Exercises
**A.** Answer these questions about the Design Miami passage:
(i) What theme did Design Miami have this year?
(ii) Which partner did Stephen Burks work with on the Broom Thing?
(iii) What price does the Design Miami shop charge for the Broom Thing?
**B.** Print the Design Miami passage word for word, starting with "In collaboration with" and going on through "in financial hardship.".
**C.** Carry on the Design Miami passage, picking up after its final sentence.

Passage

According to the Design Miami website, this year’s “America(s)” theme brought in a range of “iconic designs and works by lesser-known historical figures” and “a multiplicity of contemporary voices” aimed at presenting “an expanded and more complex, diverse, and inclusive portrait of collectible design in, of, and about America.”

From dazzling to dynamic, the following highlighted works represent the eclectic range of pieces that delighted viewers in the Magic City:

Broom Thing

In collaboration with Berea College Student Craft, famed industrial designer Stephen Burks produced a 360-degree rainbow broom. Constructed from broomcorn and handles and measuring almost four feet in diameter, the suspended burst of bristles is an extension of Burks’ endeavor to use traditional artisanal techniques to help craft traditions survive the test of time. The Broom Thing is available for $4,000 from the Design Miami shop, and all proceeds benefit students in financial hardship.

Lines of data
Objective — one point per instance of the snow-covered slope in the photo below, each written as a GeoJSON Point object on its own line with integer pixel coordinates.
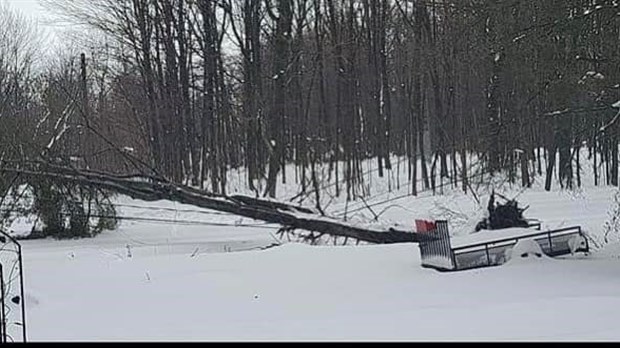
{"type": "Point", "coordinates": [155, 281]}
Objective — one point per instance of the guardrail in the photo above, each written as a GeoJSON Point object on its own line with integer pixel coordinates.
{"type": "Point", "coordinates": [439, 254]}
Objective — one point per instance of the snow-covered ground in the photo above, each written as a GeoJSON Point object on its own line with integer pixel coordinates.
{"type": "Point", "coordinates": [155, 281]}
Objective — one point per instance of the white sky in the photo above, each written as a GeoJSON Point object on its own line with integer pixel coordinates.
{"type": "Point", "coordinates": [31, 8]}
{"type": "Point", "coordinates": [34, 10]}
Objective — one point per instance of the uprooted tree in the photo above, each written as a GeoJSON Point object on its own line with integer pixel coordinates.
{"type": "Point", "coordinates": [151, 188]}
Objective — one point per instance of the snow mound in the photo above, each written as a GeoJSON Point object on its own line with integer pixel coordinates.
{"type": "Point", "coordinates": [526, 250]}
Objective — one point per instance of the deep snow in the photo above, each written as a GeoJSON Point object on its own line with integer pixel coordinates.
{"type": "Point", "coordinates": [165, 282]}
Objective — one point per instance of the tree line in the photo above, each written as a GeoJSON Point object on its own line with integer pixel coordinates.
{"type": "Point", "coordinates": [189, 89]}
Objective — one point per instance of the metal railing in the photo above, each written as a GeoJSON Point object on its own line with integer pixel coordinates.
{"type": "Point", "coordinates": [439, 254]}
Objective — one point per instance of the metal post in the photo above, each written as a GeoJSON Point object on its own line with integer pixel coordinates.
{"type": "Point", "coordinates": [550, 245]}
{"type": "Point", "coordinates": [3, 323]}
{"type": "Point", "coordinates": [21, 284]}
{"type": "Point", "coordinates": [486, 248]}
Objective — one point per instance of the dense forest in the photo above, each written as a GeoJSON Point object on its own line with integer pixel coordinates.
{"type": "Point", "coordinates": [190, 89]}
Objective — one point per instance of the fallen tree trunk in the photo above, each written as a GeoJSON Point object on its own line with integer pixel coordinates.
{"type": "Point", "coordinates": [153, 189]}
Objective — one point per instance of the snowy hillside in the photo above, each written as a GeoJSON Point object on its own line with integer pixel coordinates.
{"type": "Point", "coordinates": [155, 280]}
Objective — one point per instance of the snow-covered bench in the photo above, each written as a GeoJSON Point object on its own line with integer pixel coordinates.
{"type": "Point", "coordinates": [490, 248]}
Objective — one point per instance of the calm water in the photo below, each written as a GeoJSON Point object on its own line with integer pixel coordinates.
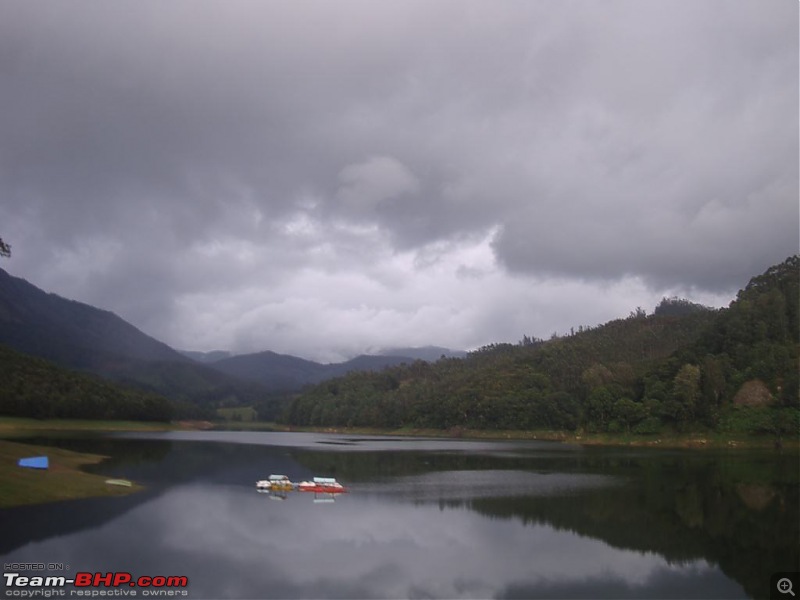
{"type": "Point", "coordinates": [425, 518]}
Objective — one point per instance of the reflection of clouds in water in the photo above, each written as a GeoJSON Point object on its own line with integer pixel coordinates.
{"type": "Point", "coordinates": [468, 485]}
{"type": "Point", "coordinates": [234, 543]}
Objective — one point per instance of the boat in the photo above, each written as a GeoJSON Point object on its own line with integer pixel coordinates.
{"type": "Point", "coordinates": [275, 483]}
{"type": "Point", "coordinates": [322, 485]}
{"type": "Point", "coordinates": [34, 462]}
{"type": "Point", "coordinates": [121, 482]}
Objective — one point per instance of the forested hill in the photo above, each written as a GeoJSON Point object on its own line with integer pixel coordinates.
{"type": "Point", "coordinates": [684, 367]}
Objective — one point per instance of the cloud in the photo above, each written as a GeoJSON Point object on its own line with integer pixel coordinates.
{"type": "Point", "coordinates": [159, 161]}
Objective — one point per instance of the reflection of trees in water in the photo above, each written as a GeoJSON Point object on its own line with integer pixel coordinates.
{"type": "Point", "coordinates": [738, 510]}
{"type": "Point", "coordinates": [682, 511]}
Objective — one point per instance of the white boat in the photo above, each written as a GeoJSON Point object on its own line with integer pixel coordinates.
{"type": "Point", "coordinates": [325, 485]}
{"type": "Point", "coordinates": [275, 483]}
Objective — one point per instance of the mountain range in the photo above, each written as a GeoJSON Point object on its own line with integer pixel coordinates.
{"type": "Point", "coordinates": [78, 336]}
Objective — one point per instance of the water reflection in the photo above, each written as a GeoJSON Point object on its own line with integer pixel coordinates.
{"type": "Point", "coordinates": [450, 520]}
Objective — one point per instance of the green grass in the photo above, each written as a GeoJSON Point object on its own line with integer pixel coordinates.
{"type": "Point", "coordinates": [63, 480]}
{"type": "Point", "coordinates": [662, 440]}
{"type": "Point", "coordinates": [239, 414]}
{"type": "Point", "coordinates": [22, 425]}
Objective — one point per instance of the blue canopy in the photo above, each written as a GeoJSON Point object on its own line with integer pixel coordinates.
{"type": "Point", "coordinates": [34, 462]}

Answer set
**A.**
(i) The theme was "America(s)."
(ii) He worked with Berea College Student Craft.
(iii) It costs $4,000.

**B.**
In collaboration with Berea College Student Craft, famed industrial designer Stephen Burks produced a 360-degree rainbow broom. Constructed from broomcorn and handles and measuring almost four feet in diameter, the suspended burst of bristles is an extension of Burks’ endeavor to use traditional artisanal techniques to help craft traditions survive the test of time. The Broom Thing is available for $4,000 from the Design Miami shop, and all proceeds benefit students in financial hardship.

**C.**
Dreaming with Lions

Commissioned by Faena Arts, this outdoor sculpture by Cuban artist Alexandre Arrechea is a tribute to Ernest Hemingway’s The Old Man and the Sea. Assembled in the sand facing the Faena Hotel, the 62-foot-wide coliseum uses folded red and white beach towels laid strategically on shelves to spell out phrases from the classic novel. It reads: “Now is no time to think of what you do not have. Think of what you can do with what there is,” and “But man is not made for defeat. A man can be destroyed but not defeated.”

“We are facing one of the biggest challenges ever experienced in our lifetime,” said Arrechea. “I wanted to reflect on this and inspire, reminding the viewer of humankind’s resilience and strength of spirit in these troubling times.”

Curiosity Cloud

Housed in Miami’s historic Moore Building, Curiosity Cloud is a chandelier-like installation spotlighting multi-colored butterflies encased in 22 hanging bulbs of various sizes. The mechanical insects individually and randomly awaken, flitting around inside their cages for a few moments. Conceived by Austrian firm mischer’traxler, Curiosity is “a reflection on the relationship between man and nature, the influence of human activity on the natural world, and the importance of biodiversity.”

Island Lamp

Also in the Moore Building, Stuart Haygarth’s lamp, titled “Island,” works well as a symbol of 2020 even though it was fabricated almost a decade earlier. Comprising a flock of knickknacky birds fitted tightly together at the base, the lamp casts a soft glow for each cramped but physically separated fowl. The birds stand on their own island of space without having room to move anywhere else on the larger reef.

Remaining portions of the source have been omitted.